> [Consigne donnée 1]
Convertissez en liste JSON de chaînes, une chaîne par ligne et sans les lignes vides, la partie des entrées qui commence à la ligne contenant "Objective: provide one point per instance of the grass" et se poursuit jusqu'à la fin des entrées, les deux bouts compris.

> [Extrait de page]
-- -- --

Mes enfants fréquentent une garderie privée en installation située à deux coins de rue de la maison. Cette garderie est dirigée par deux québécoises originaires du Maroc, brillantes et aimantes, qui ont étudié au certificat en éducation à la petite enfance à leur arrivée au Québec, il y a près de 15 ans. Elles sont des moms comme vous et moi, de bonnes gestionnaires, et je suis toujours impressionnée par leur fine compréhension de la psychologie enfantine. Elles sont musulmanes et elles portent le hijab, comme d’autres éducatrices de la garderie.

-- -- --

> [Entrées à traiter]
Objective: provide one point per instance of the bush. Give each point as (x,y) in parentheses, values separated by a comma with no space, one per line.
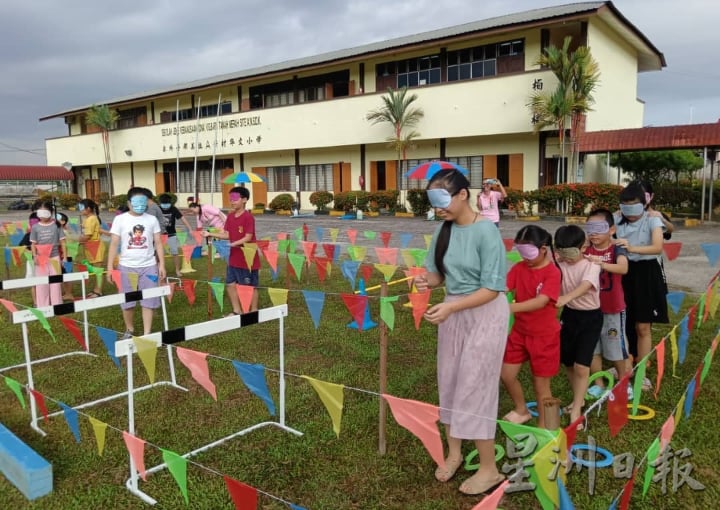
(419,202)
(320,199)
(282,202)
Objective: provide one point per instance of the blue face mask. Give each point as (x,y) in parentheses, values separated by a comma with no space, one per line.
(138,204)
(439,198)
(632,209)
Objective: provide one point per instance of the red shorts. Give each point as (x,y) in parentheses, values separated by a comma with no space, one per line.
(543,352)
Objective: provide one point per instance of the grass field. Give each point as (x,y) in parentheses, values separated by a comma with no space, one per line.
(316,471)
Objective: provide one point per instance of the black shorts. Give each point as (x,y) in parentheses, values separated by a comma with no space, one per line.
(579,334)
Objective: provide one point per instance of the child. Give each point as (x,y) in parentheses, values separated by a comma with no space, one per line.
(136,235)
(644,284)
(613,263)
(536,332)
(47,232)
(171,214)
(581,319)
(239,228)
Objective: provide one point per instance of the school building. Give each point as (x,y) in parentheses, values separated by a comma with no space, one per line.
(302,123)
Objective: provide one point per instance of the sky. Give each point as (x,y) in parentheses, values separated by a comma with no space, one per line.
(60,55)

-- -- --

> [Consigne donnée 2]
Dans le texte sur la garderie, relevez tout ce que les phrases commençant par « Elles sont » disent que sont les deux directrices.

> [Corrigé de l'exercice 1]
[
  "Objective: provide one point per instance of the grass field. Give each point as (x,y) in parentheses, values separated by a comma with no space, one per line.",
  "(316,471)",
  "Objective: provide one point per instance of the black shorts. Give each point as (x,y) in parentheses, values separated by a comma with no space, one per line.",
  "(579,334)",
  "Objective: provide one point per instance of the child. Give each point as (x,y) in parentheses, values separated by a comma with no space, one per line.",
  "(136,235)",
  "(644,284)",
  "(613,263)",
  "(536,332)",
  "(47,232)",
  "(171,214)",
  "(581,319)",
  "(239,228)",
  "Objective: provide one point per instance of the school building. Give each point as (x,y) in parentheses, values separated by a comma with no space, one per line.",
  "(302,123)",
  "Objective: provide one point per instance of the sky. Give each point as (x,y) in parentheses, values separated by a comma with no space, one per line.",
  "(60,55)"
]

> [Corrigé de l'exercice 2]
- des moms comme vous et moi
- de bonnes gestionnaires
- musulmanes